§ **EXERCISE GOAL**
Report how many rows below contain the string "door", with case counting. Give only the number.
# Start of DATA FOR THIS TASK
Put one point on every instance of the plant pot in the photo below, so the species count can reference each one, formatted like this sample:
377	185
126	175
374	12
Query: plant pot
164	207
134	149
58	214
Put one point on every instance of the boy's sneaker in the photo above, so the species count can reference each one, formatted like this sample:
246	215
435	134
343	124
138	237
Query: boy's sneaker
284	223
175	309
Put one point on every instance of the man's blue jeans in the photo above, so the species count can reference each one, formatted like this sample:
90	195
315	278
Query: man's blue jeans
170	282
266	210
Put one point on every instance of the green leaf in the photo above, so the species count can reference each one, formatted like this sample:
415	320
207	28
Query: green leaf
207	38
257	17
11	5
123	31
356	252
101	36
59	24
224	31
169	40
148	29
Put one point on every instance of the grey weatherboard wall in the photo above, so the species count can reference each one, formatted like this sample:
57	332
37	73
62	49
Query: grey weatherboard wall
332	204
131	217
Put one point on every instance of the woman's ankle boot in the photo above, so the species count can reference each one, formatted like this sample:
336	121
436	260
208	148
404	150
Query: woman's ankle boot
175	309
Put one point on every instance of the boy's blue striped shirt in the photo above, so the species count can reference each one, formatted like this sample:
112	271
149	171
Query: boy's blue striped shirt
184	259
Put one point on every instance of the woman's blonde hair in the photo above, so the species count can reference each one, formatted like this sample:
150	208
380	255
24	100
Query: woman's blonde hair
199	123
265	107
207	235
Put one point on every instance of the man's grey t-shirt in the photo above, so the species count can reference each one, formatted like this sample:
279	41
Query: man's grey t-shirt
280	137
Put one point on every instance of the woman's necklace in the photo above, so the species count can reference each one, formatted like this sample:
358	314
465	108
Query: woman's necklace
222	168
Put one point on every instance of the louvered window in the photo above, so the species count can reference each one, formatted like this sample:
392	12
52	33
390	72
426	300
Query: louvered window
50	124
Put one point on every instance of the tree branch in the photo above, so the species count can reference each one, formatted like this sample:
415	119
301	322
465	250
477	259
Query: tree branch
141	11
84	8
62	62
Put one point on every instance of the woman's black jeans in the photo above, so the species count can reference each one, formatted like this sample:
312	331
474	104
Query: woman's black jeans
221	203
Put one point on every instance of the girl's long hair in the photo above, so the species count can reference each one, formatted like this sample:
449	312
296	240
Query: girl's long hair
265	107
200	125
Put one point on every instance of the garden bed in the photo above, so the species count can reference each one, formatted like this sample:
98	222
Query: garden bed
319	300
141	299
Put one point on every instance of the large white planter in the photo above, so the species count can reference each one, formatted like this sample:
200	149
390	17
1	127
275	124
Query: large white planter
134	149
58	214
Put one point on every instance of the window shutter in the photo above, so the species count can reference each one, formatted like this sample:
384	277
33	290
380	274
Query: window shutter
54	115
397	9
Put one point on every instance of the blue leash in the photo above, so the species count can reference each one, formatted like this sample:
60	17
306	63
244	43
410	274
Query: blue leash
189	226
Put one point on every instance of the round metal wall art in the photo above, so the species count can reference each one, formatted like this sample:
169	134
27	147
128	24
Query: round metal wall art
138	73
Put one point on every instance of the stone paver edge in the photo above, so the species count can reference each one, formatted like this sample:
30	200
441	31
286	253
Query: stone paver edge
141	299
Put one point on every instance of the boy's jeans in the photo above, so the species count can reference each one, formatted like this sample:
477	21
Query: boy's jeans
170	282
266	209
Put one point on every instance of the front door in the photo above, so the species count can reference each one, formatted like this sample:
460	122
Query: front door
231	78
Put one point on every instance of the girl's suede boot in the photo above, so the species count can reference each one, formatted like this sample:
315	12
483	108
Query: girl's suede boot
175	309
# End of DATA FOR THIS TASK
# Start of DATA FOR THIS TASK
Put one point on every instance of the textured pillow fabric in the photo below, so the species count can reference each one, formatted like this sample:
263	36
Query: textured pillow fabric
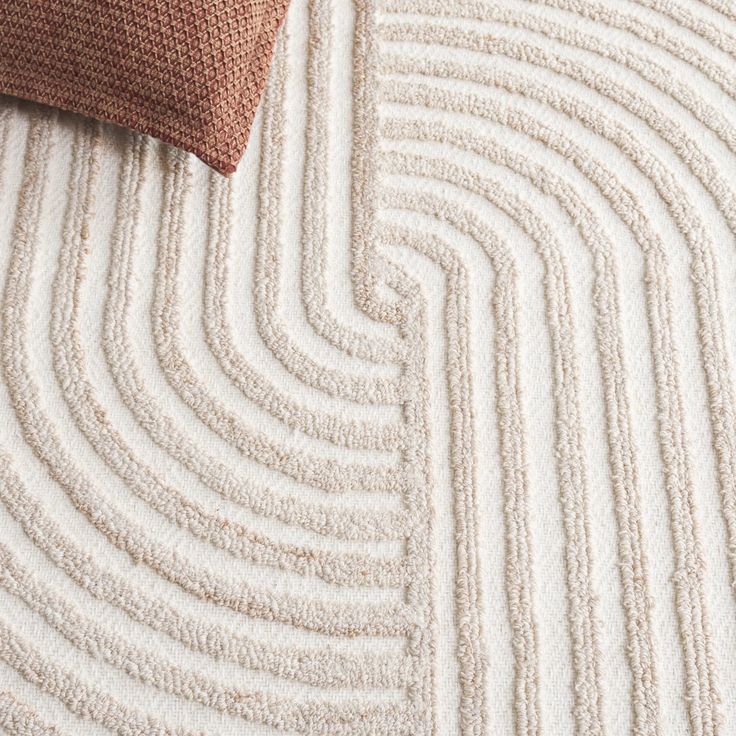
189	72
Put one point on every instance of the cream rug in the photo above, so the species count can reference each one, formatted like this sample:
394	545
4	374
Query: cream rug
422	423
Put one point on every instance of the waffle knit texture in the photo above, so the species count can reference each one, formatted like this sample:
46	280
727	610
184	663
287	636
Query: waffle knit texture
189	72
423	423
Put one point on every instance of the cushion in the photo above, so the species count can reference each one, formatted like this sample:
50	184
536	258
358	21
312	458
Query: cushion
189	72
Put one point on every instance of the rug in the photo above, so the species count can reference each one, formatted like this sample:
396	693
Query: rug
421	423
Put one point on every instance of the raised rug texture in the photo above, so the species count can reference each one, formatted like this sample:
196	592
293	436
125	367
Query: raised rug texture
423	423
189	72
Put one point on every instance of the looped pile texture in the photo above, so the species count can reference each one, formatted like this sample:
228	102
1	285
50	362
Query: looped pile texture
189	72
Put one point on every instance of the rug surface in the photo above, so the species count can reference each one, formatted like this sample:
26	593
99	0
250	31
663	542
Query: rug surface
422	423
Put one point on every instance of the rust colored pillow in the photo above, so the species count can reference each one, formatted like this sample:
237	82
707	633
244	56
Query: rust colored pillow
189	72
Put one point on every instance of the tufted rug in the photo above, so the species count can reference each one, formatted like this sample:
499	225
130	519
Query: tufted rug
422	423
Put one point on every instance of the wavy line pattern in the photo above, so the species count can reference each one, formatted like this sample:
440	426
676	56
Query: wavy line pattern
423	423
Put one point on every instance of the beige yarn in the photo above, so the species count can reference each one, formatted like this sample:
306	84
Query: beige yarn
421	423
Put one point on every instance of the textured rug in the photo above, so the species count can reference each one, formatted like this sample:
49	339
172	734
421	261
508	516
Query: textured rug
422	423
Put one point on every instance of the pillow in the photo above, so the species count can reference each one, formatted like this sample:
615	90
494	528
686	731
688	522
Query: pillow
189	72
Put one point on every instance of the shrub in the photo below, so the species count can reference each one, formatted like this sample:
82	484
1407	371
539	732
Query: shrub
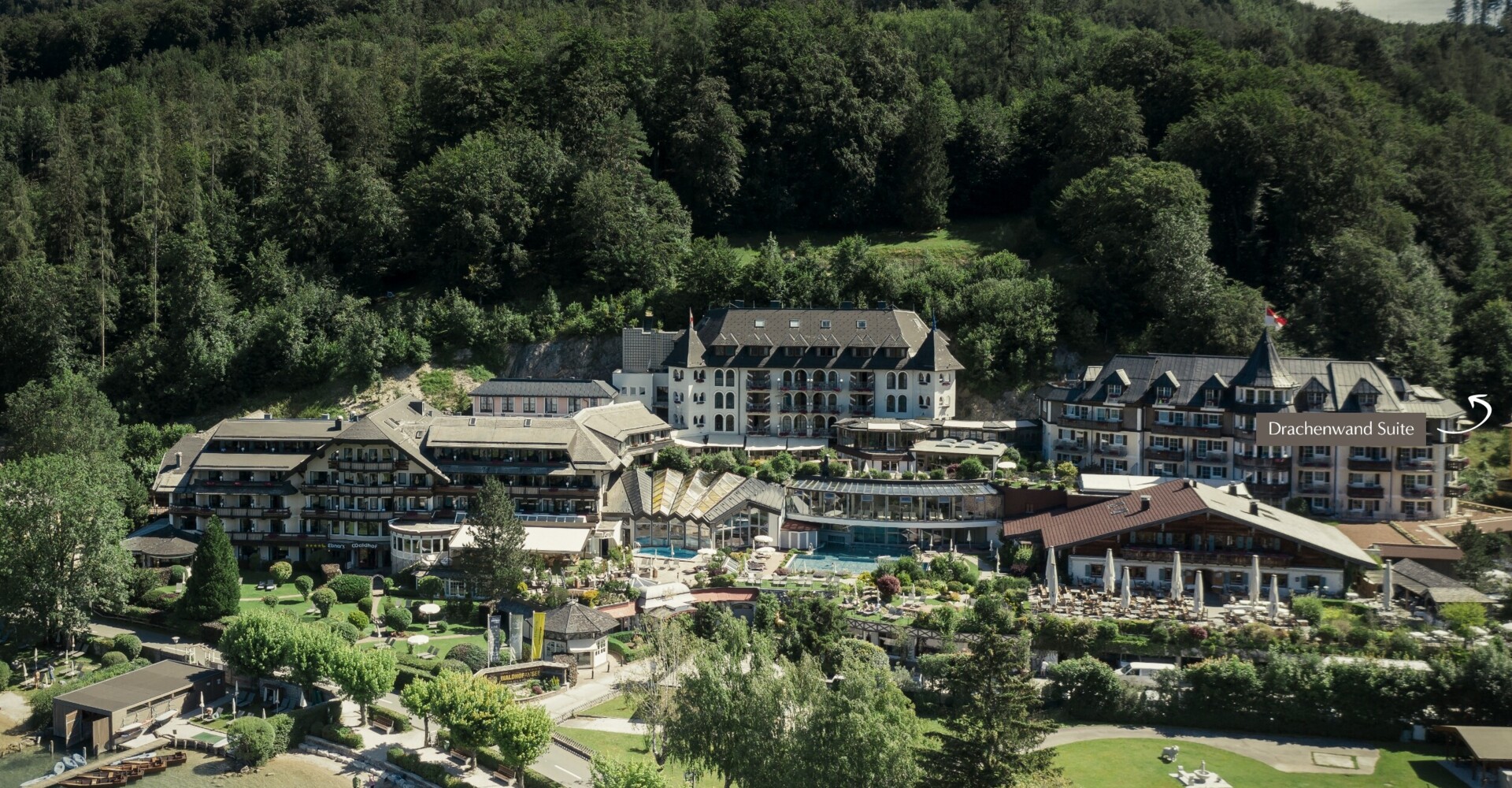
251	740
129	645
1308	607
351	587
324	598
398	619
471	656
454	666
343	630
# End of DATA FOR THIS TASK
§ **EXERCISE SOLUTION**
2